**Given task:** Collect every line in the rows below that contains the string "bulb". Letter case matters.

**Records to use:**
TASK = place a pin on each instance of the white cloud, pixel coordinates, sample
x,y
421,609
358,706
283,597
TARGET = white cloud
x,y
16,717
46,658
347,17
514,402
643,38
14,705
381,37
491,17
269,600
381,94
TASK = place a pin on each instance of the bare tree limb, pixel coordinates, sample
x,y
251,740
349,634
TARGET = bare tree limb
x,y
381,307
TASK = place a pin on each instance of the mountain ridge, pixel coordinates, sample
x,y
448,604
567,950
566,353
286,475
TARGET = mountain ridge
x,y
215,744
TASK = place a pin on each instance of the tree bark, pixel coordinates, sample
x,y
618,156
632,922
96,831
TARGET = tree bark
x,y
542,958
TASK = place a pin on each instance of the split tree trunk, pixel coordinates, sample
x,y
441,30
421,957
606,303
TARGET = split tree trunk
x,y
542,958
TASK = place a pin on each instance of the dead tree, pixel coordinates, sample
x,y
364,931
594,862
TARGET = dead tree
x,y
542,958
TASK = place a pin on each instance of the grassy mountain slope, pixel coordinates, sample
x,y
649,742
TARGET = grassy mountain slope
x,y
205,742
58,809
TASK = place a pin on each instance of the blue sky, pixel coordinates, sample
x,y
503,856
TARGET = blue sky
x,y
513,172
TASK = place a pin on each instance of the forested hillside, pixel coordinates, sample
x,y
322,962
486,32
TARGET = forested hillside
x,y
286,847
==
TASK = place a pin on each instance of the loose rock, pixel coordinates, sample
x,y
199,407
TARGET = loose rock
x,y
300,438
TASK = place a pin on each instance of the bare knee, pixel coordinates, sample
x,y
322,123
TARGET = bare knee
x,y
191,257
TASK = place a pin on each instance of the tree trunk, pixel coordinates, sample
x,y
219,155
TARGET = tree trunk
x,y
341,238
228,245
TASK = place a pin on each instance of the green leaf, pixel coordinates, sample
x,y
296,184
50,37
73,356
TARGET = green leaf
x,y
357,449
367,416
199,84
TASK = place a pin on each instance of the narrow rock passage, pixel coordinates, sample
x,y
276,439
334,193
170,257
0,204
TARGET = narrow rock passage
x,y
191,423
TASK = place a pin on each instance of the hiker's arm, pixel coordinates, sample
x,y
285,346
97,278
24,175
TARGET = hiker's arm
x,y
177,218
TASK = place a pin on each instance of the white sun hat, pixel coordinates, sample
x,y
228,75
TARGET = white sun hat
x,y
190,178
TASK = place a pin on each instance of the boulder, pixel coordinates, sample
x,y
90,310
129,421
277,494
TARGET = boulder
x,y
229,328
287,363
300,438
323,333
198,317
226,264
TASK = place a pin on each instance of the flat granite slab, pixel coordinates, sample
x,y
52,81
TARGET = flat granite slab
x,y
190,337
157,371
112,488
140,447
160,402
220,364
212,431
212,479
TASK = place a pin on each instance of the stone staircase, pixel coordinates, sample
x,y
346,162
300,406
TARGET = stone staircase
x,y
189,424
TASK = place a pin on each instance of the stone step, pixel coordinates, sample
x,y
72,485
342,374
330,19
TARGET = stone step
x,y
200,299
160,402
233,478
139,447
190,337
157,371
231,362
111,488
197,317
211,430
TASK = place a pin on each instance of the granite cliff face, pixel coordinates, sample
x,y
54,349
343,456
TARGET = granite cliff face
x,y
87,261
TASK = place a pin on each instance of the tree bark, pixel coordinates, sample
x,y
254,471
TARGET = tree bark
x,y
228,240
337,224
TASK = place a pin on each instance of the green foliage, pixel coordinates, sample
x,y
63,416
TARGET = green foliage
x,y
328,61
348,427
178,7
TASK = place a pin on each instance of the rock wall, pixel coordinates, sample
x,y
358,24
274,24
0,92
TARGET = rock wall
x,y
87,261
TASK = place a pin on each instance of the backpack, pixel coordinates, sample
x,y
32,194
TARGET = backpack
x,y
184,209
==
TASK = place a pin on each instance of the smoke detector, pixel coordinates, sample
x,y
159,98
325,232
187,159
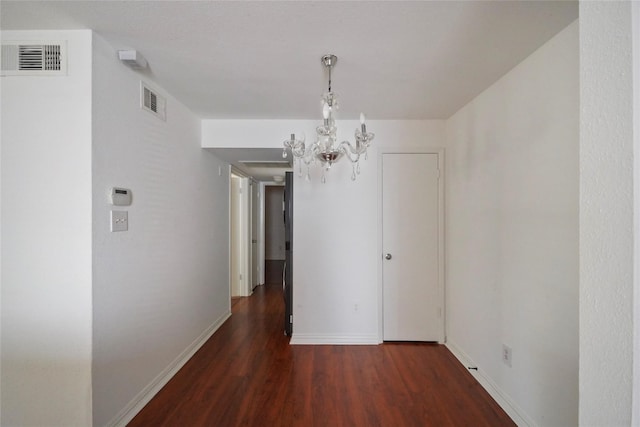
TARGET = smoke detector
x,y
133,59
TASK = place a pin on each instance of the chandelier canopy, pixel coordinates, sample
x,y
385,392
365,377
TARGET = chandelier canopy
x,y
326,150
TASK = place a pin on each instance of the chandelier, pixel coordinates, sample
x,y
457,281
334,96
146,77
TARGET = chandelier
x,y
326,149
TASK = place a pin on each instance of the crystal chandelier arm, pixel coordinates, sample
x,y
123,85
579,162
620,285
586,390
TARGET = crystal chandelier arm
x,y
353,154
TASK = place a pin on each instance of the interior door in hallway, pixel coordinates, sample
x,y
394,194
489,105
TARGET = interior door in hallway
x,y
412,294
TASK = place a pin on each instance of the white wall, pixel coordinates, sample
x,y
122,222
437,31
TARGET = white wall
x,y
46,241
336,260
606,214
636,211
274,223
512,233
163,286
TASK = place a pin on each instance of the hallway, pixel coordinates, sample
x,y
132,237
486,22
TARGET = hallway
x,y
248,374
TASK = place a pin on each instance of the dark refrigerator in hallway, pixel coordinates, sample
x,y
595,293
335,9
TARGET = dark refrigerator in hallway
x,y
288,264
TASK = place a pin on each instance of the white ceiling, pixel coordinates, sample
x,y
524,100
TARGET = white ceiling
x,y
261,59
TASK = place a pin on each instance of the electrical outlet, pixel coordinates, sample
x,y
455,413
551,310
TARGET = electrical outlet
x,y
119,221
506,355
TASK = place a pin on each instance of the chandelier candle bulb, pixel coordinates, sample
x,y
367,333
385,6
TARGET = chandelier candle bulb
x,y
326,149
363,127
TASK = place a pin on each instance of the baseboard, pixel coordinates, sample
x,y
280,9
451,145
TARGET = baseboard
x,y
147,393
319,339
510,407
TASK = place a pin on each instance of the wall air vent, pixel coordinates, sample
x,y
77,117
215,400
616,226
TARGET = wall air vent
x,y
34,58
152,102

**Task output:**
TASK = place a pin on each instance of the chandelier candle bulb, pixel coordinates, sample
TARGET = chandelier candle bulb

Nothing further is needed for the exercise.